Le blocage des logiques ouvrières et socialistes autogestionnaires en Tchécoslovaquie signifia une « normalisation » de type brejnevienne. Elle s’installa parallèlement avec une profondeur particulière en URSS.

Malheureusement le régime titiste, tout en dénonçant l’intervention soviétique – et en l’exploitant comme une menace possible en Yougoslavie – n’offrit pas de « modèle » alternatif cohérent : les réformes marchandes démantelant le plan (entre 1965 et 1971) avaient profondément creusé les inégalités et renforcé la confédéralisation du système. Pourtant, les revendications socialistes qui s’exprimaient en 1968 « pour l’autogestion de bas en haut » et contre « la bourgeoisie rouge » associée aux réformes de marché, furent en partie prises en compte, tout en étant « canalysées » bureaucratiquement. Il s’agissait pourtant là encore d’une « bifurcation » possible de l’histoire… (4)

Stagnation soviétique et « contrat social »

Dans les années 1970, le blocage des réformes de marché s’opéra dans le sens de variantes de planification porteuses de rapports sociaux de production et distribution ad hoc qui exprimaient l’importance de la base ouvrière dans la légitimation des régimes concernés – mais en la « dépolitisant » sans permettre d’inventer et imposer une alternative socialiste à l’échelle de la société.
===
▸ **Consigne à suivre**
Reproduisez à l'identique le passage du texte de la page qui s'ouvre sur les mots contenant "Stagnation soviétique et" et se ferme sur "de la société.". Les données n'ont aucun rôle ici.
===
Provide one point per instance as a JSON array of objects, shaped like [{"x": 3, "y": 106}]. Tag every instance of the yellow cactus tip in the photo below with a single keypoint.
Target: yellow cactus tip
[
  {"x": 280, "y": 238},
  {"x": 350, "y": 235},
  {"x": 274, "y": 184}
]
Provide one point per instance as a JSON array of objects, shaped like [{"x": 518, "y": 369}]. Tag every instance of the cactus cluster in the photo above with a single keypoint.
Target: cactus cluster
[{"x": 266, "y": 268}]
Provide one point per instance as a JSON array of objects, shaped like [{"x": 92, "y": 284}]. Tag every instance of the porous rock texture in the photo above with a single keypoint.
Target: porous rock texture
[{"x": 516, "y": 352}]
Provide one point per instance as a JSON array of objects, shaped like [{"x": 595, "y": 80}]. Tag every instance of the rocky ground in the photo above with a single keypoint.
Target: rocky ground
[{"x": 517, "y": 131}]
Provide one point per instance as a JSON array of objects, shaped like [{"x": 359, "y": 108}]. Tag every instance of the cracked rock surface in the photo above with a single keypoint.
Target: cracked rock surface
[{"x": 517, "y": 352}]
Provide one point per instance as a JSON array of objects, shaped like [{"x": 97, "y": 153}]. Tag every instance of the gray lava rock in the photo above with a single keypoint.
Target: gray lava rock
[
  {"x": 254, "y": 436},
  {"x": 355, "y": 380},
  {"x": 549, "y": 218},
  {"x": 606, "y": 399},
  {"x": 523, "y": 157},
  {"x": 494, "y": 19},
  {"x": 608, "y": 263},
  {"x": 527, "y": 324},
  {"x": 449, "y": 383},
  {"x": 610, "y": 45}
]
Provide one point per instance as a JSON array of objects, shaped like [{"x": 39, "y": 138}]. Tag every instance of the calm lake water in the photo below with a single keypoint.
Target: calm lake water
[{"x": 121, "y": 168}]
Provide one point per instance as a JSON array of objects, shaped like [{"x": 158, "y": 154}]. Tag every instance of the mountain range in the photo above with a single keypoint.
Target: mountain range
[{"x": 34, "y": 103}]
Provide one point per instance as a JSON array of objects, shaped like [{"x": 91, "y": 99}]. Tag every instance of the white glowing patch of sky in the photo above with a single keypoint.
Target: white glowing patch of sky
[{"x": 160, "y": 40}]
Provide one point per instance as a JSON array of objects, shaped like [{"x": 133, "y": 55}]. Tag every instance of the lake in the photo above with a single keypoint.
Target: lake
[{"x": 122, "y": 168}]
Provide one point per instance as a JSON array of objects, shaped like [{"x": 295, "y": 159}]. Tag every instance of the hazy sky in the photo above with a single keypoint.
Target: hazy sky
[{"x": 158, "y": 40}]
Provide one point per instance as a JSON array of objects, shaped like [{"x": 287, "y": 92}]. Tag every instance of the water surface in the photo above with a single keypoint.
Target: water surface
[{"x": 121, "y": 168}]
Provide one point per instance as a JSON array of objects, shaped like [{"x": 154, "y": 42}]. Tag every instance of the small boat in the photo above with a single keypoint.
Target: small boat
===
▸ **Résultat attendu**
Stagnation soviétique et « contrat social »

Dans les années 1970, le blocage des réformes de marché s’opéra dans le sens de variantes de planification porteuses de rapports sociaux de production et distribution ad hoc qui exprimaient l’importance de la base ouvrière dans la légitimation des régimes concernés – mais en la « dépolitisant » sans permettre d’inventer et imposer une alternative socialiste à l’échelle de la société.